REQUIRED ACTION 1: Copy everything in the text about the Toronto murders from "Six of the victims" down to "all were gay.".
REQUIRED ACTION 2: In the text about the Toronto murders, how many of the victims were age 40 or older?
REQUIRED ACTION 3: Translate this sentence from the text about the Toronto murders into French: "Six of the victims were of South Asian or Middle Eastern descent."

SUPPLIED TEXT:
#####

I don’t know if this will be news to you.

I don’t know if you heard, a year ago this month, that a man in Toronto was charged with two counts of first-degree murder. Then five. Six. Eight. The number grew because police found more and more remains at a site where the murderer stored landscaping equipment. The murders stretched a time period of seven years.

Six of the victims were of South Asian or Middle Eastern descent. Seven were age 40 or older. All were men.

Majeed Kayhan, Dean Lisowick, Soroush Mahmudi, Skandaraj Navaratnam, Abdulbasir Faizi, Kirushna Kumar Kanagaratnam, Andrew Kinsman, and Selim Esen.

And all were gay.

Before the arrest, police had made no indication that those eight disappearances in Toronto’s gay village might be connected. No indication that there might be danger. Shortly after the body count rose, Anthony Oliveira wrote for Hazlitt, “In all that time the police have insisted there is no connection between Andrew Kinsman [the most recent victim at the time of arrest] and the rash of disappearances we have been seeing for years. Instead, they tell us to ‘be careful on the apps.’ They do not explain why.”

#####

DATA SEGMENT:
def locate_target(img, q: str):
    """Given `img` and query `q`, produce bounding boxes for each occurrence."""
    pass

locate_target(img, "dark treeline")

#####

ANSWER SECTION 1:
Six of the victims were of South Asian or Middle Eastern descent. Seven were age 40 or older. All were men.

Majeed Kayhan, Dean Lisowick, Soroush Mahmudi, Skandaraj Navaratnam, Abdulbasir Faizi, Kirushna Kumar Kanagaratnam, Andrew Kinsman, and Selim Esen.

And all were gay.

ANSWER SECTION 2: Seven

ANSWER SECTION 3: Six des victimes étaient d'origine sud-asiatique ou moyen-orientale.